■ Stated task
Extract every line of the entries below and reproduce each one verbatim, in its original order.

■ Given records
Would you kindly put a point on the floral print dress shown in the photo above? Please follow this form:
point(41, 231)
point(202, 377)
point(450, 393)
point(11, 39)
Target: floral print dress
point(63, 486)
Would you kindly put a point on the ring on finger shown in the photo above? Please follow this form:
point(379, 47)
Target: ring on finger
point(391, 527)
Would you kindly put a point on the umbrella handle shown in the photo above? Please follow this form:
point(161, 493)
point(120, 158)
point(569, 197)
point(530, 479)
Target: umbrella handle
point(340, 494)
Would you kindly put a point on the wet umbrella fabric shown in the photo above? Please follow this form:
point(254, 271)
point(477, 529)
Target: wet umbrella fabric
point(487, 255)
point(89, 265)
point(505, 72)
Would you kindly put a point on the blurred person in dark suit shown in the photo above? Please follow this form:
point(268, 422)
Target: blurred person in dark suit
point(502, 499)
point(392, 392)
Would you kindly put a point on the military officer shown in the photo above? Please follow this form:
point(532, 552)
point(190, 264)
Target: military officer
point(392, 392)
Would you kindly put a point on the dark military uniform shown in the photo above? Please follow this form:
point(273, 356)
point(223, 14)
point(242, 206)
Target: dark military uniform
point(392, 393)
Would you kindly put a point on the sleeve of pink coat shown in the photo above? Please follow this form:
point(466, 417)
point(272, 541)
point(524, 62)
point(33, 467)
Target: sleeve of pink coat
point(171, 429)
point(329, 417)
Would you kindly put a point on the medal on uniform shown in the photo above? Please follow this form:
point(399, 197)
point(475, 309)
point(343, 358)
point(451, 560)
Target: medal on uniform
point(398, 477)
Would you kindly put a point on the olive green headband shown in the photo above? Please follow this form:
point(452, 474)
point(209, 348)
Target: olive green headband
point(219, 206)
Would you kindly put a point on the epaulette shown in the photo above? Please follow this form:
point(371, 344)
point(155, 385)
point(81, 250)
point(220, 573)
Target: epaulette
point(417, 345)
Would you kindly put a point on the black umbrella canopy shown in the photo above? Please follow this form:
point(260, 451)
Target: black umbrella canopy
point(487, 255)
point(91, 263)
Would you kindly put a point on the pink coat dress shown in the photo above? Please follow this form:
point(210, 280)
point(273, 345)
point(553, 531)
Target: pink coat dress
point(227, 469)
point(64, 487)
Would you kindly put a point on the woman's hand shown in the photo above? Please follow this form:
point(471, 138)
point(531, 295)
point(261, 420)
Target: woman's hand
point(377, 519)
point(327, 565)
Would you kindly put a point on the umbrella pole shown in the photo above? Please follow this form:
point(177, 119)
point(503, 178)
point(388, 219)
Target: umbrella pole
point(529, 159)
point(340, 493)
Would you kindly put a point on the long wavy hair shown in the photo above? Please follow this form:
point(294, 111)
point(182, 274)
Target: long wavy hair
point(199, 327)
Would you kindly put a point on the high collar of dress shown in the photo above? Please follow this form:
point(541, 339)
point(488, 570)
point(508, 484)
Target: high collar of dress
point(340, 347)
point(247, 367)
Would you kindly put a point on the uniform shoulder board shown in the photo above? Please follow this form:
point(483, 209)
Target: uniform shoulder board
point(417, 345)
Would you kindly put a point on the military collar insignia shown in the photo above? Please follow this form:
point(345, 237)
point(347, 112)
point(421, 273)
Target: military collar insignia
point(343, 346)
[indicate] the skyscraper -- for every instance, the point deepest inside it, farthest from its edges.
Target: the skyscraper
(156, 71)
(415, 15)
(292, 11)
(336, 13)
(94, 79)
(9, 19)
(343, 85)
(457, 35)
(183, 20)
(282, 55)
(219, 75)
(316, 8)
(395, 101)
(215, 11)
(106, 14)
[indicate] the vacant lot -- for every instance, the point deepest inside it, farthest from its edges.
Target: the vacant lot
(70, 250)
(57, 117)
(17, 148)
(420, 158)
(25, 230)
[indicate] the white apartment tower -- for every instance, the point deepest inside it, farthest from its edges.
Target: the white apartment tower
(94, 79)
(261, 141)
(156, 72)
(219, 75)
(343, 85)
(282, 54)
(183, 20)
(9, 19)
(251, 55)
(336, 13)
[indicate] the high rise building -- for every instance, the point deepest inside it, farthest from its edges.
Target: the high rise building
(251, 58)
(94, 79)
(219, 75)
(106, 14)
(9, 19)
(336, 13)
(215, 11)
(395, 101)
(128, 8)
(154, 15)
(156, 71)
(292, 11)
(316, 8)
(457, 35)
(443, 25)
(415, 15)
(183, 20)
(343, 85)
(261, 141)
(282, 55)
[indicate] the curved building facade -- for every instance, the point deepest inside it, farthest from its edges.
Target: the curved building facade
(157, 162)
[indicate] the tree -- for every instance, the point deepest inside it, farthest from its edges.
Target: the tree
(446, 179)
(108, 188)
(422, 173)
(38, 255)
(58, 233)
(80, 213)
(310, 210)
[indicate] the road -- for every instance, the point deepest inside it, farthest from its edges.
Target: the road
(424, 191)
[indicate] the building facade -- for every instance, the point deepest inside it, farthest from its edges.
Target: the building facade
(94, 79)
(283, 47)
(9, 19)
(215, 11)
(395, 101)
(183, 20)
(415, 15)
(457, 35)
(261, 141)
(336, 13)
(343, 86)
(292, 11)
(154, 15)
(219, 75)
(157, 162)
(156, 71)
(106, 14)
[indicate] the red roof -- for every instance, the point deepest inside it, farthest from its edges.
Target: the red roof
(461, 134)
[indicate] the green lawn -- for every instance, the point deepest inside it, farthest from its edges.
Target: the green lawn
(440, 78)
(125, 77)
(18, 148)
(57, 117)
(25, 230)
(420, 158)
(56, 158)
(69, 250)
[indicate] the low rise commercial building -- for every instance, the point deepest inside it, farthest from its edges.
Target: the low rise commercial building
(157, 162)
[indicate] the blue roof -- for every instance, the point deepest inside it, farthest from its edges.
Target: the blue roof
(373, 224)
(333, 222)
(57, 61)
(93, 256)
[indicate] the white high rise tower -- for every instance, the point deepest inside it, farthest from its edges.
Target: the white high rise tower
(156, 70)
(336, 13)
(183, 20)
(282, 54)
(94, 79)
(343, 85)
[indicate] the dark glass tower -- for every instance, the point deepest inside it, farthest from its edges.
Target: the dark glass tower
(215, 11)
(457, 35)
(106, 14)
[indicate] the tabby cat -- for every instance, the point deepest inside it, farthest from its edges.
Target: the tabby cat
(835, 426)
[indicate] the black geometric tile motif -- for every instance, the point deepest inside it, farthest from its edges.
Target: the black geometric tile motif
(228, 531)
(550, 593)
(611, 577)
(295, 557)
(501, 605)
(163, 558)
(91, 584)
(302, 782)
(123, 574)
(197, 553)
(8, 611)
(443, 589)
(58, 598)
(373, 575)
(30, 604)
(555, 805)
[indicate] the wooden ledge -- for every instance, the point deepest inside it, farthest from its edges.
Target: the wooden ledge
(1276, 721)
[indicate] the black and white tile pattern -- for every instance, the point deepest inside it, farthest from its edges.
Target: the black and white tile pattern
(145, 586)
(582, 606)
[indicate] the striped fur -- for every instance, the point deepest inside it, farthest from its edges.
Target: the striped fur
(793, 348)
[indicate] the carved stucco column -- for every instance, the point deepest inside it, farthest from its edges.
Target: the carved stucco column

■ Exercise output
Would you kindly put a point on the floral print dress shown in the photo above? Please follow this form:
point(41, 231)
point(202, 377)
point(450, 393)
point(11, 39)
Target: floral print dress
point(63, 486)
Would you kindly put a point on the ring on finger shown in the photo above? Please follow this form:
point(379, 47)
Target: ring on finger
point(391, 527)
Would you kindly put a point on the umbrella handle shown in the photo above? Please follow this form:
point(161, 493)
point(120, 158)
point(569, 197)
point(530, 479)
Target: umbrella handle
point(340, 494)
Would you kindly put a point on the wet umbrella fabric shown in the photo above? Please follow this form:
point(254, 271)
point(477, 529)
Target: wet umbrella fabric
point(487, 255)
point(89, 265)
point(505, 72)
Would you kindly put a point on the blurred person in dark suit shown in the photo above? Please follow this form:
point(268, 422)
Target: blurred person in dark suit
point(502, 499)
point(392, 392)
Would you kindly put a point on the military officer shown in the photo above? Please follow this form:
point(532, 552)
point(190, 264)
Target: military officer
point(392, 392)
Would you kindly put a point on the dark military uniform shown in the photo above? Please follow this form:
point(273, 356)
point(223, 14)
point(242, 206)
Target: dark military uniform
point(392, 393)
Would you kindly put a point on the sleeve of pink coat shown in the photo above? Please follow this form:
point(466, 417)
point(272, 541)
point(524, 62)
point(33, 467)
Target: sleeve of pink coat
point(171, 429)
point(329, 417)
Would you kindly put a point on the medal on uniform shown in the photo above? Please follow this form:
point(399, 197)
point(475, 309)
point(343, 358)
point(451, 560)
Target: medal on uniform
point(398, 477)
Would you kindly put a point on the olive green headband shown in the photo above? Please follow this form:
point(452, 474)
point(209, 348)
Target: olive green headband
point(219, 206)
Would you kindly put a point on the epaulette shown in the photo above? Please follow this form:
point(371, 344)
point(155, 385)
point(81, 250)
point(220, 573)
Target: epaulette
point(417, 345)
Would you kindly put a point on the black umbrella canopy shown in the photo above? Please follow this form:
point(260, 451)
Target: black umbrella canopy
point(487, 255)
point(91, 263)
Would you kindly put a point on the pink coat dress shown in the photo above? Please follow this form:
point(210, 280)
point(273, 345)
point(553, 531)
Target: pink coat dress
point(227, 469)
point(64, 487)
Would you kindly put a point on the woman's hand shown in the photo above? Please follow this form:
point(471, 138)
point(531, 295)
point(261, 420)
Target: woman's hand
point(377, 519)
point(327, 565)
Would you kindly put a point on the umbrella pole shown in the photo above? Please follow this form:
point(177, 119)
point(503, 178)
point(388, 219)
Target: umbrella pole
point(529, 159)
point(340, 493)
Would you kindly put a point on the long wavy hair shown in the photo above? Please follow this form:
point(294, 111)
point(182, 274)
Target: long wavy hair
point(199, 327)
Would you kindly put a point on the high collar of dress shown in the photo above? Please follow this form:
point(541, 339)
point(488, 570)
point(508, 484)
Target: high collar of dress
point(340, 347)
point(247, 367)
Would you kindly put a point on the uniform shoulder board shown in the photo above? Please follow this form:
point(483, 209)
Target: uniform shoulder board
point(417, 345)
Would you kindly put a point on the military collar insignia shown in the photo above? Please follow this form:
point(345, 237)
point(347, 112)
point(421, 273)
Target: military collar insignia
point(343, 346)
[indicate] the skyscraper -- for every instance, the point deepest inside it, farthest from its edges.
Target: the skyscraper
(156, 71)
(415, 15)
(292, 11)
(336, 13)
(94, 79)
(9, 19)
(343, 85)
(457, 35)
(183, 20)
(282, 55)
(219, 75)
(316, 8)
(395, 101)
(215, 11)
(106, 14)
[indicate] the vacant lot -- for every instance, the point deepest inside it, farthest from its edges.
Target: the vacant lot
(70, 250)
(57, 117)
(17, 148)
(420, 158)
(25, 230)
[indicate] the white apartment tower -- for every instance, the point deepest inside it, farthest from its edges.
Target: the white apartment tower
(94, 79)
(261, 141)
(156, 72)
(219, 75)
(343, 85)
(282, 54)
(183, 20)
(9, 19)
(251, 55)
(336, 13)
[indicate] the high rise building -- for every instance, the point deepest inside it, farthest from its edges.
Target: the high rise building
(251, 58)
(94, 79)
(219, 75)
(106, 14)
(9, 19)
(336, 13)
(215, 11)
(395, 101)
(128, 8)
(154, 15)
(156, 71)
(292, 11)
(316, 8)
(457, 35)
(443, 25)
(415, 15)
(183, 20)
(343, 85)
(261, 141)
(282, 55)
[indicate] the curved building facade -- for every instance, the point deepest inside it, farthest from its edges.
Target: the curved building facade
(157, 162)
[indicate] the tree -- for every instance, the point deepest inside it, farthest from its edges.
Target: the tree
(446, 179)
(108, 188)
(422, 173)
(38, 255)
(58, 233)
(80, 213)
(310, 210)
[indicate] the road -- for every instance, the point deepest inside it, farthest from its edges.
Target: the road
(424, 191)
[indicate] the building facade -- for every instance, the point deepest inside it, farthest from its edges.
Target: the building facade
(94, 79)
(283, 47)
(9, 19)
(215, 11)
(395, 101)
(183, 20)
(415, 15)
(457, 35)
(261, 141)
(336, 13)
(343, 86)
(292, 11)
(154, 15)
(219, 75)
(157, 162)
(156, 71)
(106, 14)
[indicate] the red roof -- for every instance, the point deepest inside it, farthest from its edges.
Target: the red roof
(461, 134)
[indicate] the green lawn -- for every instance, the point deepest inside it, farthest from its edges.
Target: the green lawn
(440, 78)
(125, 77)
(18, 148)
(57, 117)
(25, 230)
(420, 158)
(56, 158)
(69, 250)
[indicate] the low rise commercial building -- for every instance, the point deepest inside it, farthest from its edges.
Target: the low rise commercial building
(157, 162)
[indicate] the blue roof -- for every instance, the point deepest inside it, farthest from its edges.
Target: the blue roof
(373, 224)
(333, 222)
(57, 61)
(93, 256)
[indicate] the white high rise tower -- for every instance, the point deepest inside it, farthest from its edges.
Target: the white high rise tower
(156, 70)
(336, 13)
(183, 20)
(282, 54)
(94, 79)
(343, 85)
[indicate] the dark glass tower -- for every instance, the point deepest inside it, farthest from its edges.
Target: the dark glass tower
(215, 11)
(457, 35)
(106, 14)
[indicate] the tabby cat -- for every instance, the point deepest inside it, farthest from its edges.
Target: the tabby cat
(835, 426)
[indicate] the black geometric tile motif -- for every instance, the point deepest inside it, farthest from its edges.
Target: the black geometric tile motif
(228, 531)
(550, 593)
(611, 577)
(295, 557)
(501, 605)
(163, 558)
(91, 584)
(302, 782)
(123, 574)
(197, 553)
(8, 611)
(443, 589)
(58, 598)
(373, 575)
(30, 604)
(555, 805)
[indicate] the wooden ledge -- for every instance, the point deepest inside it, farthest from its edges.
Target: the wooden ledge
(1276, 721)
[indicate] the black and white tile pattern -- for every instance, the point deepest inside it, farthest from its edges.
Target: the black and white tile pattern
(145, 586)
(582, 606)
[indicate] the striped fur -- for every instance, the point deepest inside it, farthest from its edges.
Target: the striped fur
(793, 348)
[indicate] the carved stucco column -- for every instance, the point deepest inside it, farthest from its edges.
Target: the carved stucco column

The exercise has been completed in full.